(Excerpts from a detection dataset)
- - -

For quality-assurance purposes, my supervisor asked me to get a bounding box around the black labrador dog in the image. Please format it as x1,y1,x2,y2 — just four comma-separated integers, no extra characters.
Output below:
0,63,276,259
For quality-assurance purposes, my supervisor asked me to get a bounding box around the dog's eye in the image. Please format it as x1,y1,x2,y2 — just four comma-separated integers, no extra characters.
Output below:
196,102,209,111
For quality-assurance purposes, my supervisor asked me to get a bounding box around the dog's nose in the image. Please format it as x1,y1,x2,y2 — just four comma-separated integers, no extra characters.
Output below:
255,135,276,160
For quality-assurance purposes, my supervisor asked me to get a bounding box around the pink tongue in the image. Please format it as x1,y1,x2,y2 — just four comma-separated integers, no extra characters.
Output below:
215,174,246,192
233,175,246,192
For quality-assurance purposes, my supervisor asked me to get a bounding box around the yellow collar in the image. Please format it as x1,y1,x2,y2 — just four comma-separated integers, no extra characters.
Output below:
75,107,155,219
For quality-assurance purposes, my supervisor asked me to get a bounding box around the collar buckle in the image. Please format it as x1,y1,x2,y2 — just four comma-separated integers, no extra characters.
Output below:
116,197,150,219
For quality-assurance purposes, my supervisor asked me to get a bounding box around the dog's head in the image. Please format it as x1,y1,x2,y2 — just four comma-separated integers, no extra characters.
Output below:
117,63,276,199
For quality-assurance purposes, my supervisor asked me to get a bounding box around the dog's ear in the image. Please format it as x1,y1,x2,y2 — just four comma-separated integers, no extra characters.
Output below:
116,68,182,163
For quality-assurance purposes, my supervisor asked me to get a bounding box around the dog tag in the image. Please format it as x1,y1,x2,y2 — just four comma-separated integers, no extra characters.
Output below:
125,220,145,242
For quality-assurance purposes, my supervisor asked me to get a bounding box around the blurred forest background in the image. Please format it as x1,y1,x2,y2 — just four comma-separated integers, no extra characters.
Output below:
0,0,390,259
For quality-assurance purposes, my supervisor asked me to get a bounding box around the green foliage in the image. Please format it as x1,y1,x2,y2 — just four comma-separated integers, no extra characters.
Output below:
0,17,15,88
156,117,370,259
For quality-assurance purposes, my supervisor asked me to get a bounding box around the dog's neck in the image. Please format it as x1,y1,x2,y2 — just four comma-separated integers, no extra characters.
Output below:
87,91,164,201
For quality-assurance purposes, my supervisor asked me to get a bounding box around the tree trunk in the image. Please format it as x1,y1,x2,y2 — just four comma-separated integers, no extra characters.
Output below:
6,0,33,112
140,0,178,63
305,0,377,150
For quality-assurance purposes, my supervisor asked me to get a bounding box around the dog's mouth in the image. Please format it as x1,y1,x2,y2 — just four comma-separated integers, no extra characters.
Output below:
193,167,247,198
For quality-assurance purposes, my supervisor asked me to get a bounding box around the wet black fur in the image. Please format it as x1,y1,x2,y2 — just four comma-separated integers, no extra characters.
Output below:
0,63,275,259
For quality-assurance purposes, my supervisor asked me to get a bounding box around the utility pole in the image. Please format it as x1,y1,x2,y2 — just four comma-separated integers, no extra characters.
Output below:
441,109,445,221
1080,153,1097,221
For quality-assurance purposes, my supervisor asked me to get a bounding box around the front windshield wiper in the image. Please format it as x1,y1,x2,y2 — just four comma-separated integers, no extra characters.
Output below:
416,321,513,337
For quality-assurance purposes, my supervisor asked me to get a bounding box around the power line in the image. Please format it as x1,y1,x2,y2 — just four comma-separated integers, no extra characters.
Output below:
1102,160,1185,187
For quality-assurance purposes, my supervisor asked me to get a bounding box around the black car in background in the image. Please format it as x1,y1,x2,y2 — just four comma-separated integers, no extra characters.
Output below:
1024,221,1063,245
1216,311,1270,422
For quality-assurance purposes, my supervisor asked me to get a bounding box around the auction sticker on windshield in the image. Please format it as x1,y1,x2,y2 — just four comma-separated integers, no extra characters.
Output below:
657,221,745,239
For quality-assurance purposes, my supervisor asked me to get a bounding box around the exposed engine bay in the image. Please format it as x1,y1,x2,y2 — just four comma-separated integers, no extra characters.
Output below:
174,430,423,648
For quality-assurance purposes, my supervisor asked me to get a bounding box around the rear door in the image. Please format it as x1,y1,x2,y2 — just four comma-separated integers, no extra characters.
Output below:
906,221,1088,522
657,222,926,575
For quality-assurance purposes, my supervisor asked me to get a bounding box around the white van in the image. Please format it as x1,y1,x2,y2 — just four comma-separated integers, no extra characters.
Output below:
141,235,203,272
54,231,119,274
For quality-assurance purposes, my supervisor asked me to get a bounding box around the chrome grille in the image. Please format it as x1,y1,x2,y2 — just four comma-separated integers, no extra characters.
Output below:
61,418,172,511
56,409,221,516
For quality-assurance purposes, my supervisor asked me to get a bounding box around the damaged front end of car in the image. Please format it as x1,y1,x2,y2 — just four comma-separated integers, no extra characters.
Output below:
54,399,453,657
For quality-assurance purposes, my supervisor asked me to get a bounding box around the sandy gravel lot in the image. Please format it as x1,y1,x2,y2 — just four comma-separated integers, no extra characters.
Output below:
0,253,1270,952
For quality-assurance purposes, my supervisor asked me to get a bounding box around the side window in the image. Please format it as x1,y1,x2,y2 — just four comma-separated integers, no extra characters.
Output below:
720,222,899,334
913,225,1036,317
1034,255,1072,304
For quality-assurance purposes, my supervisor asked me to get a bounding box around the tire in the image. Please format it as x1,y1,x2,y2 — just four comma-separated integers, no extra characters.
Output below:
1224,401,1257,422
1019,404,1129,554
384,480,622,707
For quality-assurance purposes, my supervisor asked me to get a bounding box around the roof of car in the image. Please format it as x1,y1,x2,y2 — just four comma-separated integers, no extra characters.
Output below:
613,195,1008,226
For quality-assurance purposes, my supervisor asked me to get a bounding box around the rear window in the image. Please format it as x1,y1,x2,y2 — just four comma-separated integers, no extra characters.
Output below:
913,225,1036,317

- - -

→ **What needs to be done**
Reproduce, word for word, every line from the start of the entries through the line containing "255,135,276,160", including both ends.

→ **Written response**
For quality-assurance purposes, my supervisor asked me to get a bounding box around the black labrador dog in the image. Please format it as x1,y1,x2,y2 — just four comma-separated integers, no extra characters.
Output below:
0,63,276,259
For quality-assurance purposes, my supervisor asked me to get a bounding box around the dog's eye in the image. Please format it as x1,y1,x2,y2 — just four comma-separated integers, no extra characters.
Output below:
196,102,209,111
For quality-assurance purposes, my supervisor asked me to get a bounding box around the dog's nose in the image. Please format it as x1,y1,x2,y2 — just four comma-separated integers, no extra characters.
Output below:
255,135,276,160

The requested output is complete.